**Supplied data:**
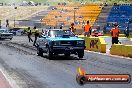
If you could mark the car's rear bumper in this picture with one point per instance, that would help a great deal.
(6, 37)
(67, 49)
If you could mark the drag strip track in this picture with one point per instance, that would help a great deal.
(41, 72)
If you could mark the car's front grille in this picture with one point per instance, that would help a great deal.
(68, 43)
(5, 35)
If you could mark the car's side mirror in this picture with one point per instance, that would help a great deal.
(76, 36)
(43, 36)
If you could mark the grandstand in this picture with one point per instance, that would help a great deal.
(120, 14)
(73, 13)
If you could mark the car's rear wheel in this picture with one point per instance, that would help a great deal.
(67, 54)
(50, 53)
(80, 54)
(39, 52)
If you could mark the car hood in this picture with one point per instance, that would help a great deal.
(65, 39)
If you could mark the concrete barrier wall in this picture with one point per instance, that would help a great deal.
(96, 44)
(121, 50)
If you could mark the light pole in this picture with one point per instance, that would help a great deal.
(14, 14)
(75, 13)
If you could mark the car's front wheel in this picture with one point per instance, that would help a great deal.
(67, 54)
(50, 53)
(80, 54)
(39, 52)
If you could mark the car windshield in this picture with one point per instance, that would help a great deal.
(4, 31)
(60, 33)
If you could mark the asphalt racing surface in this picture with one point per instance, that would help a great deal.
(24, 69)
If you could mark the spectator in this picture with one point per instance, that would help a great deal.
(115, 34)
(0, 23)
(72, 28)
(29, 34)
(87, 29)
(36, 35)
(7, 23)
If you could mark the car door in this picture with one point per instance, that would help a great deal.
(43, 41)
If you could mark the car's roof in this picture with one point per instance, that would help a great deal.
(54, 29)
(3, 29)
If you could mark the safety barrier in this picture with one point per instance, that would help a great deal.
(96, 44)
(121, 50)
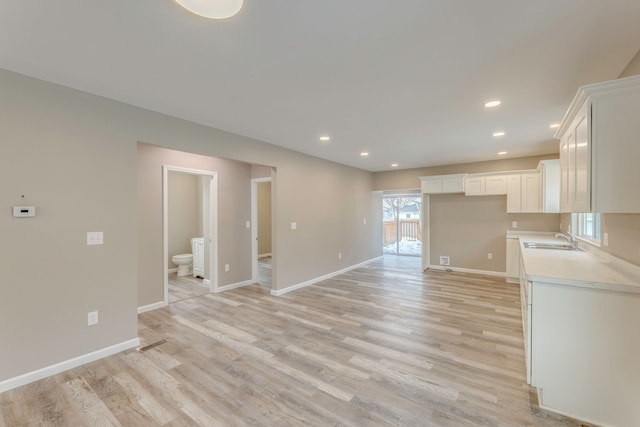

**Directions for this task:** Pull out every line of the entries above that contains the word "barrier", with case counting.

**Response to this task:**
If you could mark the concrete barrier wall in this picture with one point per instance, that would help a great deal.
If you could mark the safety barrier in this picture with one point per instance, that would help a great deal.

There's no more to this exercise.